CIVILITY BREAKS DOWN IN CONGRESS

Senator Charles Sumner of Massachusetts was an avowed Abolitionist and leader of the Republican Party. After the sack of Lawrence, on May 21, 1856, he gave a bitter speech in the Senate called “the crime against Kansas.” He blasted the “murderous robbers from Missouri,” calling them “hirelings, picked from the drunken spew and vomit of an uneasy civilization.” Part of this oratory was a bitter, personal tirade against South Carolina’s Senator Andrew Butler. Sumner declared Butler an imbecile and said, “Senator Butler has chosen a mistress. I mean the harlot, slavery.” During the speech, Stephen Douglas leaned over to a colleague and said, “that damn fool will get himself killed by some other damn fool.” The speech went on for two days.

Representative Preston Brooks of South Carolina thought Sumner went too far. Southerners in the Nineteenth Century were raised to live by an unwritten code of honor. Defending the reputation of one’s family was at the top of the list. A distant cousin of Senator Butler, Brooks decided to teach Charles Sumner a lesson he would not soon forget. Two days after the end of Sumner’s speech, Brooks entered the Senate chamber where Sumner was working at his desk. He flatly told Sumner, “You’ve libeled my state and slandered my white-haired old relative, Senator Butler, and I’ve come to punish you for it.” Brooks proceeded to beat Sumner over the head repeatedly with a gold-tipped cane. The cane shattered as Brooks rained blow after blow on the hapless Sumner, but Brooks was not deterred. Only after being physically restrained by others did Brooks end the pummeling.

Primary Source: Editorial Cartoon

A lithograph cartoon published in 1855 depicting Preston Brooks’ attack on Charles Sumner in the Senate chamber.

Charles Sumner spent years recovering from the attack and Northerners were incensed. The House of Representatives voted to expel Brooks, but it could not amass the votes to do so. Brooks was levied a $300 fine for the assault. He resigned and returned home to South Carolina, seeking the approval of his actions there. South Carolina held events in his honor and reelected him to his House seat. Replacement canes were sent to Brooks from all over the South. This response outraged Northern moderates even more than the caning itself.

As for poor Charles Sumner, the physical and psychological injuries from the caning kept him away from the Senate for most of the next several years. The voters of Massachusetts also reelected him and let his seat sit vacant during his absence as a reminder of Southern brutality. The violence from Kansas had spilled over into the national legislature.

JOHN BROWN’S RAID

On October 16, 1859, John Brown led a small army of 18 men into the small town of Harper’s Ferry, Virginia. His plan was to instigate a major slave rebellion in the South. He would seize the arms and ammunition in the federal arsenal, arm slaves in the area and move South along the Appalachian Mountains, attracting slaves to his cause. He had no rations. He had no escape route. His plan was doomed from the very beginning. But it did succeed to deepen the divide between the North and South.

**Given request a:** Rewrite the records below, replacing "silhouette of person" with "outline of a person" and leaving everything else unchanged. Omit the pictures from your version.

**Data supplied:**
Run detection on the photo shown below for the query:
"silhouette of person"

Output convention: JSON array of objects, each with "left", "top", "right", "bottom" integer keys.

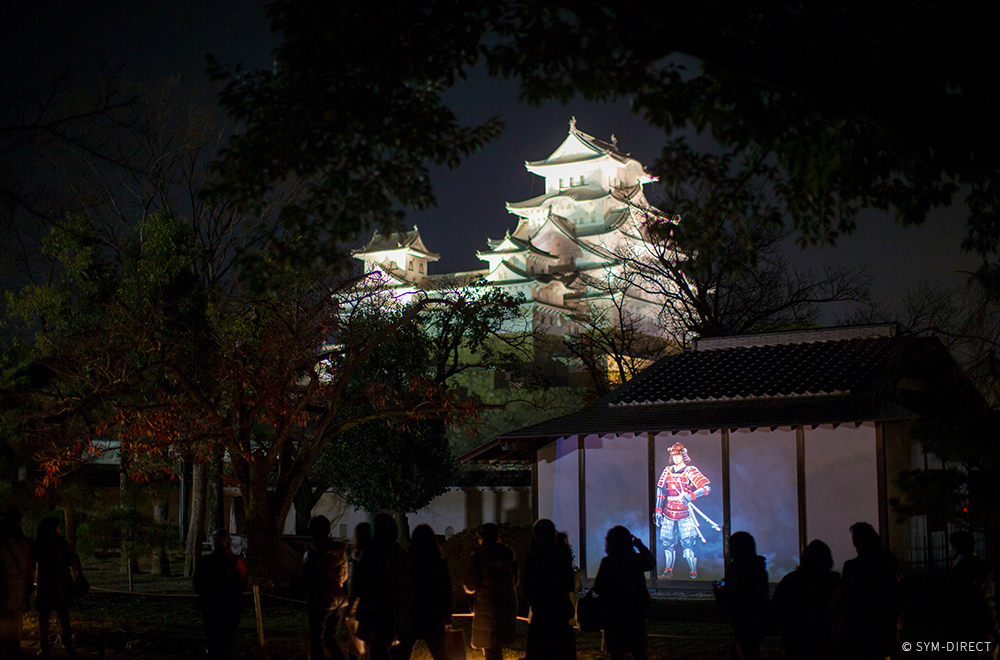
[
  {"left": 464, "top": 523, "right": 517, "bottom": 660},
  {"left": 31, "top": 518, "right": 76, "bottom": 658},
  {"left": 0, "top": 507, "right": 34, "bottom": 658},
  {"left": 715, "top": 532, "right": 770, "bottom": 660},
  {"left": 771, "top": 539, "right": 840, "bottom": 660},
  {"left": 344, "top": 522, "right": 372, "bottom": 658},
  {"left": 302, "top": 516, "right": 347, "bottom": 660},
  {"left": 840, "top": 522, "right": 899, "bottom": 660},
  {"left": 396, "top": 525, "right": 451, "bottom": 660},
  {"left": 353, "top": 513, "right": 410, "bottom": 660},
  {"left": 594, "top": 525, "right": 656, "bottom": 660},
  {"left": 524, "top": 518, "right": 576, "bottom": 660},
  {"left": 948, "top": 531, "right": 997, "bottom": 642},
  {"left": 193, "top": 528, "right": 247, "bottom": 660}
]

**Given request b:** According to the excerpt on the caning of Charles Sumner, what fine was Preston Brooks given for the assault?

**Full output a:**
Run detection on the photo shown below for the query:
"outline of a person"

Output convention: JSON array of objects, each with "left", "top", "right", "bottom" integer keys.

[
  {"left": 464, "top": 523, "right": 517, "bottom": 660},
  {"left": 31, "top": 518, "right": 76, "bottom": 658},
  {"left": 0, "top": 507, "right": 34, "bottom": 658},
  {"left": 715, "top": 532, "right": 770, "bottom": 660},
  {"left": 771, "top": 539, "right": 840, "bottom": 660},
  {"left": 344, "top": 522, "right": 372, "bottom": 658},
  {"left": 302, "top": 516, "right": 347, "bottom": 660},
  {"left": 840, "top": 522, "right": 899, "bottom": 660},
  {"left": 396, "top": 525, "right": 451, "bottom": 660},
  {"left": 353, "top": 513, "right": 410, "bottom": 660},
  {"left": 594, "top": 525, "right": 656, "bottom": 660},
  {"left": 524, "top": 518, "right": 576, "bottom": 660},
  {"left": 948, "top": 531, "right": 997, "bottom": 642},
  {"left": 193, "top": 528, "right": 247, "bottom": 660}
]

**Full output b:** He was fined $300.